◆ **Exercise aim**
Could you give back every entry below exactly, with the pictures dropped?
********************
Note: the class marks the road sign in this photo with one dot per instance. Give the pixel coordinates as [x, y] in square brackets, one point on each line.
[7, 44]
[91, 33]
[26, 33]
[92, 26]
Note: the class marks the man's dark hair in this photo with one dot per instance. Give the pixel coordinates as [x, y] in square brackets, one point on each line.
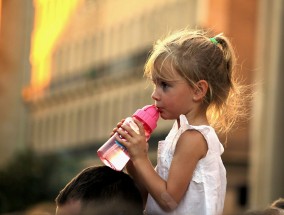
********************
◆ **Exercise output**
Note: the class marks the road sign in this photo with one dot per instance. Give the pixel coordinates as [x, y] in square brackets, one point on each line.
[7, 44]
[91, 33]
[26, 33]
[92, 26]
Note: the class marks the man's dark hair in this photo with one dot per instance. Give the pixel coordinates as [x, y] in square brackets, one point on each line.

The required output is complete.